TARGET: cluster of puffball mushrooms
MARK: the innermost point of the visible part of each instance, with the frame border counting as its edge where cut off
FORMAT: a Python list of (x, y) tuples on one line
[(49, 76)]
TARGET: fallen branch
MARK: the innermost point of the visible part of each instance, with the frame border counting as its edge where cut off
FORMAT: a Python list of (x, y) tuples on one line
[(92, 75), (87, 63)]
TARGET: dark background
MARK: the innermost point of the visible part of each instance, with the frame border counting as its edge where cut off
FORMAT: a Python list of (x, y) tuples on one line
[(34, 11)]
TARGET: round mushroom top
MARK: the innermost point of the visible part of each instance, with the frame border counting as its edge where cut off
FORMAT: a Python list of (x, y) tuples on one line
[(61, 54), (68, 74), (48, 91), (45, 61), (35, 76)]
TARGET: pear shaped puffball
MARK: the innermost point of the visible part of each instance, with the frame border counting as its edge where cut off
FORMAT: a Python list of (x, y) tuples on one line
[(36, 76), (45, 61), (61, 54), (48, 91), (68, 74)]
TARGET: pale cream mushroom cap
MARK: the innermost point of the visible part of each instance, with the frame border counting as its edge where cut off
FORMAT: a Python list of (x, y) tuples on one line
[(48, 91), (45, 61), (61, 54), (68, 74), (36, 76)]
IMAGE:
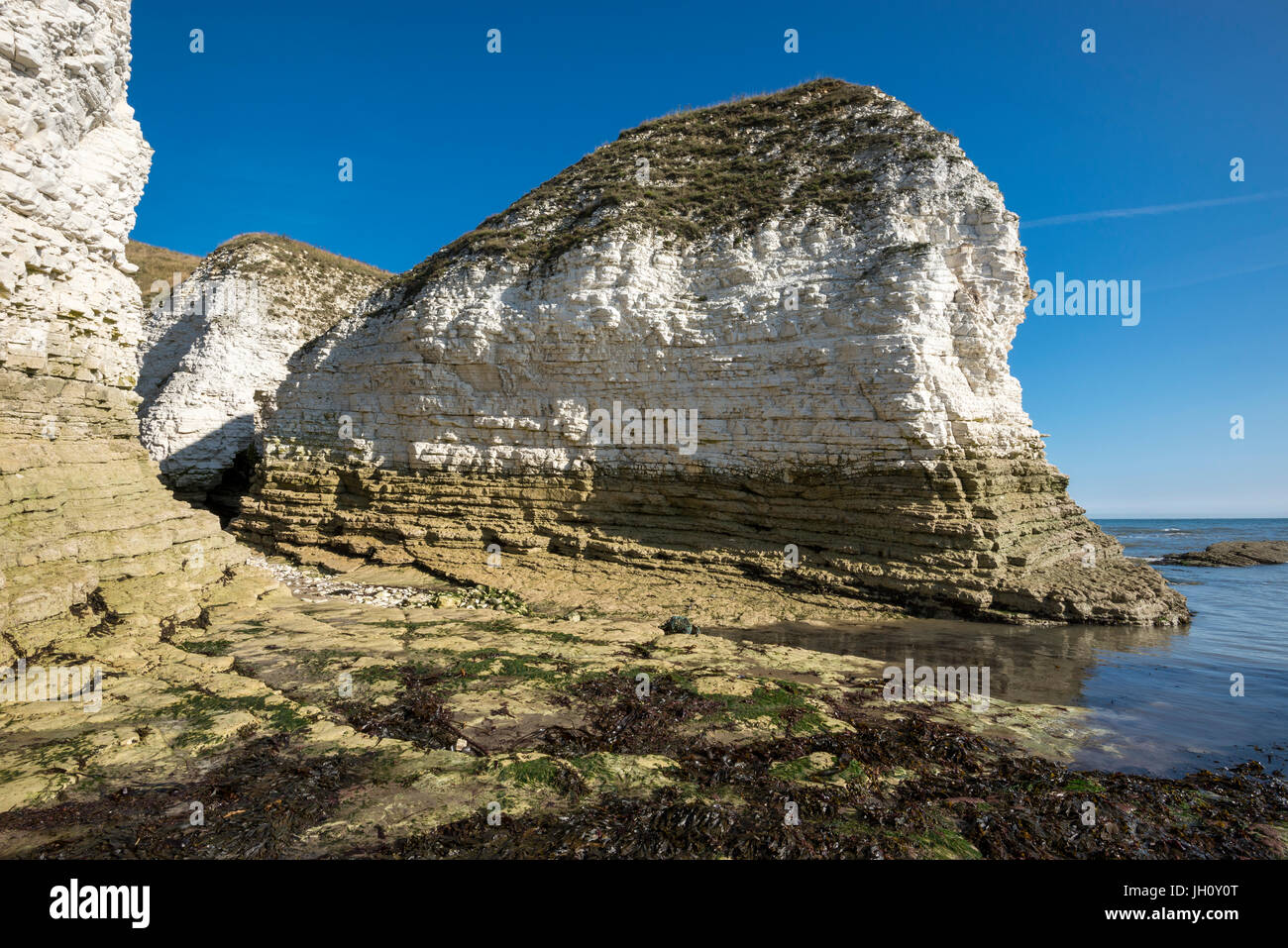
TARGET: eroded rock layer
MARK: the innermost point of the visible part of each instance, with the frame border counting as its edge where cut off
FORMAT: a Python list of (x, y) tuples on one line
[(226, 333), (89, 539), (811, 295)]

--------

• **Exercise directions**:
The expected output is exactly the lines from the one containing "TARGET: dark background" through the last line of the listing, both included, with every picture left out.

• **Worked solution**:
TARGET: dark background
MARK: the innermost point of the visible part of each instance, with the frame border counting as its edge where cut off
FORMAT: a Python list of (x, y) tuples on one line
[(34, 11)]
TARGET: round mushroom top
MARK: the innermost point of the visible part of each instance, with the frame border counting as its edge where cut off
FORMAT: a Python list of (x, y) tuples on one line
[(61, 54), (68, 74), (48, 91), (45, 61), (35, 76)]
TARGET: pear shaped puffball
MARK: the innermost point of the visible part of each instance, with the frame border counting as its edge where cut off
FORMAT: a Python list of (x, y) tuples on one line
[(36, 76), (45, 61), (61, 54), (48, 91), (68, 74)]
TARGET: pale cream mushroom cap
MARK: the innermost point of the visible part of each instance, with the frame border counting as its edge where cut off
FORMAT: a Python list of (x, y) tuples on one line
[(48, 91), (45, 61), (61, 54), (68, 74), (36, 76)]
IMAGE:
TARGET: eroded rock layer
MARK: the innermost point of the visible part of each instance, with the frame border counting as its edge where cut off
FORMAT: a Python list of (x, y) tuples on one line
[(226, 333), (89, 539), (811, 295)]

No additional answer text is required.